### Requirements
Starting at the line containing "Can you find the navy tracksuit" and ending at the line containing "point(25, 4)", reproduce only those lines of the data below, both included, with "trousers" swapped for "pants" and nothing else changed.

### Records provided
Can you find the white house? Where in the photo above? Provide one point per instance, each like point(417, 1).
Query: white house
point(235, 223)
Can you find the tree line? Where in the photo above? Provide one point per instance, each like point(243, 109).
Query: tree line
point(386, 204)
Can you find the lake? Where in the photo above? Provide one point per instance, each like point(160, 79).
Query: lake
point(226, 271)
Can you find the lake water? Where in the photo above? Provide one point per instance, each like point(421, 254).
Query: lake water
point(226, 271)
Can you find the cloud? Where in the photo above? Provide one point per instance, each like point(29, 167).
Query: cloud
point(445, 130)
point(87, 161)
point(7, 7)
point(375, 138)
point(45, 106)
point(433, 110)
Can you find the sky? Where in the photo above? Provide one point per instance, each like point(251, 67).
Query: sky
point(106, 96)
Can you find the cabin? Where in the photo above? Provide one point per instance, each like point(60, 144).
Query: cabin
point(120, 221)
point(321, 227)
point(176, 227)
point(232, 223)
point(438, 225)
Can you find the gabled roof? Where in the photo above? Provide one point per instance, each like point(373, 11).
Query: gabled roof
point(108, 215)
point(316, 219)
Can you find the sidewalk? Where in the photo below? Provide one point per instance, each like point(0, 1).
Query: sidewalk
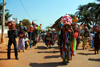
point(39, 56)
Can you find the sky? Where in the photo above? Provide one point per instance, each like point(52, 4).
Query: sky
point(44, 12)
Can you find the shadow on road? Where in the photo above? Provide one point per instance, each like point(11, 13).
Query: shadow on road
point(94, 59)
point(40, 47)
point(91, 50)
point(6, 58)
point(53, 56)
point(48, 52)
point(54, 64)
point(86, 53)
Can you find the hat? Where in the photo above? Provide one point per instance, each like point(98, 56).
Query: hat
point(10, 19)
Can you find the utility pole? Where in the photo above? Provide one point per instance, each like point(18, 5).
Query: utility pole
point(3, 22)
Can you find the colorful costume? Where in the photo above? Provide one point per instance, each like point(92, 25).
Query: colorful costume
point(97, 39)
point(12, 34)
point(64, 44)
point(21, 35)
point(85, 36)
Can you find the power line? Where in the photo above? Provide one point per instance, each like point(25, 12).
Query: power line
point(25, 9)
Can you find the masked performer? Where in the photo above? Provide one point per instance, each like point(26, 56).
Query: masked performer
point(64, 46)
point(85, 36)
point(97, 38)
point(74, 43)
point(12, 34)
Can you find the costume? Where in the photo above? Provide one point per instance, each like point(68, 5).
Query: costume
point(64, 44)
point(85, 36)
point(97, 39)
point(21, 35)
point(48, 38)
point(26, 39)
point(12, 34)
point(30, 33)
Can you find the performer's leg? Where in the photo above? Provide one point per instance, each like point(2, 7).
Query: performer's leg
point(9, 47)
point(29, 43)
point(15, 49)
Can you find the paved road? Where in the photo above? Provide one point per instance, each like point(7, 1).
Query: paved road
point(39, 56)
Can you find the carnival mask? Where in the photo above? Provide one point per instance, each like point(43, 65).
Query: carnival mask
point(11, 25)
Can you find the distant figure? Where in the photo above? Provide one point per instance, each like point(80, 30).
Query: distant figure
point(12, 34)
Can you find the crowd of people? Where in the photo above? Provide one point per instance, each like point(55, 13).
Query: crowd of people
point(67, 36)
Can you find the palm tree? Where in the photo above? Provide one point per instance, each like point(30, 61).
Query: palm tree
point(7, 15)
point(1, 8)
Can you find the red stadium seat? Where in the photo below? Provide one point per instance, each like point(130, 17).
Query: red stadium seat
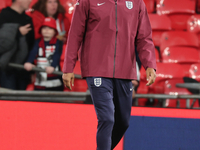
point(150, 5)
point(178, 38)
point(193, 25)
point(69, 7)
point(194, 72)
point(159, 24)
point(2, 4)
point(178, 11)
point(32, 3)
point(171, 89)
point(166, 71)
point(184, 55)
point(198, 6)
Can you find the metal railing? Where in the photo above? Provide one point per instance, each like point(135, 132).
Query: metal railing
point(71, 97)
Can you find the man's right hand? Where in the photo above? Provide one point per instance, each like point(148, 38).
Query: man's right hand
point(68, 79)
point(25, 29)
point(28, 66)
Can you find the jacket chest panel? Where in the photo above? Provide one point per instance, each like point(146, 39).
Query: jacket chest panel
point(107, 9)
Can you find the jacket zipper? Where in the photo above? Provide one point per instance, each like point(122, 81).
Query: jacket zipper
point(115, 37)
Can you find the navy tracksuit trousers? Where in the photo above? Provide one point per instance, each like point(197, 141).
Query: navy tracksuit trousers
point(112, 99)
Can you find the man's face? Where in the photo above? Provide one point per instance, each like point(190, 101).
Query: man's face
point(25, 4)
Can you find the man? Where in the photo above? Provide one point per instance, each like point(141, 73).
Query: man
point(15, 15)
point(107, 32)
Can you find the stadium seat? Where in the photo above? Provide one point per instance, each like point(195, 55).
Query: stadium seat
point(194, 71)
point(178, 11)
point(150, 5)
point(185, 55)
point(69, 7)
point(166, 71)
point(2, 4)
point(178, 38)
point(157, 56)
point(32, 3)
point(142, 89)
point(193, 25)
point(171, 89)
point(198, 6)
point(159, 24)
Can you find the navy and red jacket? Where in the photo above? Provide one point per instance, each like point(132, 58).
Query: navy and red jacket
point(106, 32)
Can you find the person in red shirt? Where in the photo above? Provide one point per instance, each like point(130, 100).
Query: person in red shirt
point(107, 32)
point(50, 8)
point(46, 52)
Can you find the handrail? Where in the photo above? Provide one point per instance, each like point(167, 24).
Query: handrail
point(70, 97)
point(37, 69)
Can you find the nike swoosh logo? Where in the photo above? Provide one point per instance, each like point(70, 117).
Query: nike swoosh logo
point(100, 4)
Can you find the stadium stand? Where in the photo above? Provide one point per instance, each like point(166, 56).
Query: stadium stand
point(159, 24)
point(151, 5)
point(178, 38)
point(176, 35)
point(170, 88)
point(178, 13)
point(184, 55)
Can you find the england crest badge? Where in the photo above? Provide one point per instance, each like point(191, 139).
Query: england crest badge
point(97, 82)
point(129, 4)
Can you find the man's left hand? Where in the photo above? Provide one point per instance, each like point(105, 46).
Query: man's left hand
point(151, 76)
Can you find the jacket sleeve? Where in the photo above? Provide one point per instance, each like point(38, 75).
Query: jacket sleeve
point(144, 42)
point(76, 34)
point(57, 54)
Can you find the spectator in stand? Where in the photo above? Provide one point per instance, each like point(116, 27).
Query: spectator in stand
point(16, 38)
point(50, 8)
point(47, 51)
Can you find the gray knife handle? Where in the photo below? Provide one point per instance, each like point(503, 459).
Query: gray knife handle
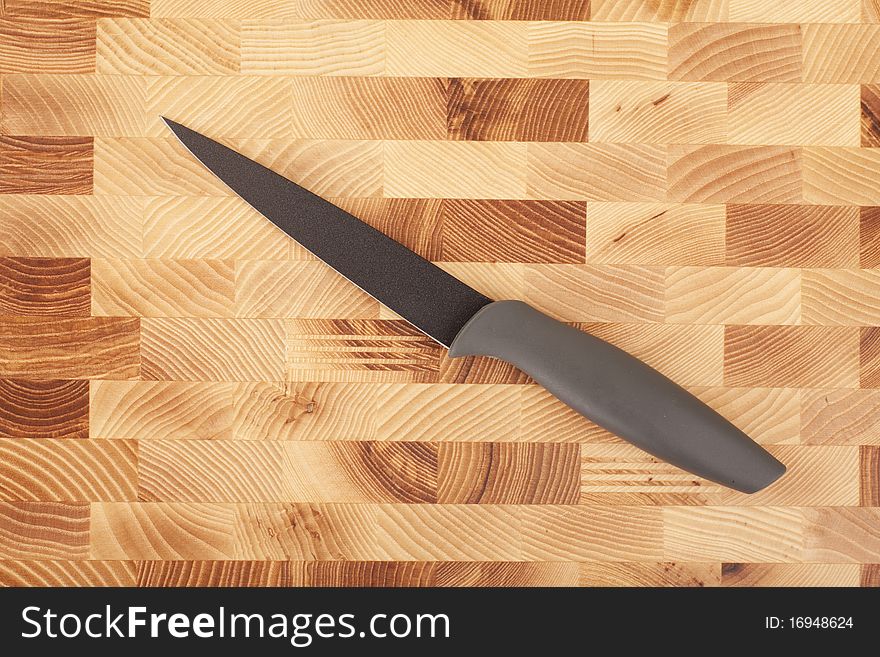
point(620, 393)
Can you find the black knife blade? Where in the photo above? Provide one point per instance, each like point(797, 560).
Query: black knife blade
point(614, 389)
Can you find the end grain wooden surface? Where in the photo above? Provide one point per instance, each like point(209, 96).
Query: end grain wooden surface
point(188, 398)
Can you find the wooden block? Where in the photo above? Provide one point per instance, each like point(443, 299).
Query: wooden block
point(630, 51)
point(869, 350)
point(734, 174)
point(650, 574)
point(797, 11)
point(848, 535)
point(443, 412)
point(273, 471)
point(161, 531)
point(368, 108)
point(730, 52)
point(496, 280)
point(272, 9)
point(44, 286)
point(162, 288)
point(325, 47)
point(147, 410)
point(359, 350)
point(305, 411)
point(841, 297)
point(70, 226)
point(183, 349)
point(740, 534)
point(53, 347)
point(212, 573)
point(262, 106)
point(667, 11)
point(505, 573)
point(98, 105)
point(50, 470)
point(845, 176)
point(841, 53)
point(800, 356)
point(513, 231)
point(157, 167)
point(445, 532)
point(869, 475)
point(870, 118)
point(789, 574)
point(470, 170)
point(77, 8)
point(138, 46)
point(67, 573)
point(767, 415)
point(589, 293)
point(727, 295)
point(45, 165)
point(792, 236)
point(690, 355)
point(44, 530)
point(777, 113)
point(526, 109)
point(201, 227)
point(655, 234)
point(597, 172)
point(313, 532)
point(492, 49)
point(658, 112)
point(571, 533)
point(150, 167)
point(34, 45)
point(869, 237)
point(507, 473)
point(298, 289)
point(622, 474)
point(414, 222)
point(44, 409)
point(505, 10)
point(841, 417)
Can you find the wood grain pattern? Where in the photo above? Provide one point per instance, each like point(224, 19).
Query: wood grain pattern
point(730, 52)
point(34, 45)
point(656, 234)
point(44, 286)
point(518, 110)
point(45, 165)
point(778, 113)
point(629, 51)
point(870, 104)
point(86, 347)
point(70, 226)
point(841, 53)
point(658, 112)
point(791, 235)
point(68, 470)
point(734, 174)
point(803, 356)
point(189, 398)
point(44, 409)
point(136, 46)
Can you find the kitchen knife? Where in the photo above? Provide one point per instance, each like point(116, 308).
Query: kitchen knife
point(612, 388)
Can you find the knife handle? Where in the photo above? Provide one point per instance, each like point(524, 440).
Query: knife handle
point(620, 393)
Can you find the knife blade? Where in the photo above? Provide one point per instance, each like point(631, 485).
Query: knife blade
point(600, 381)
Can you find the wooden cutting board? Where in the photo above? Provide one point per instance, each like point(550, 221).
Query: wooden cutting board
point(188, 398)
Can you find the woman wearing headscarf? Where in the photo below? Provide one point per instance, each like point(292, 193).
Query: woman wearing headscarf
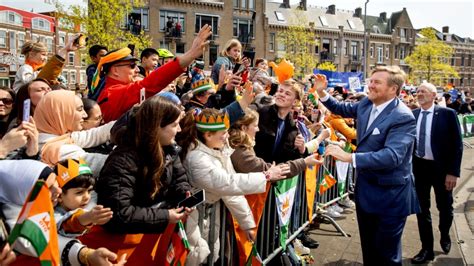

### Finished answer
Can you find the navy tracksuit pants? Where in the photo above? Provide one point per instance, each like point(197, 141).
Query: navy tracksuit pants
point(112, 99)
Can you find the man's face? Where in the photo above? Provide one point per instance, each like point(190, 101).
Query: man's face
point(25, 4)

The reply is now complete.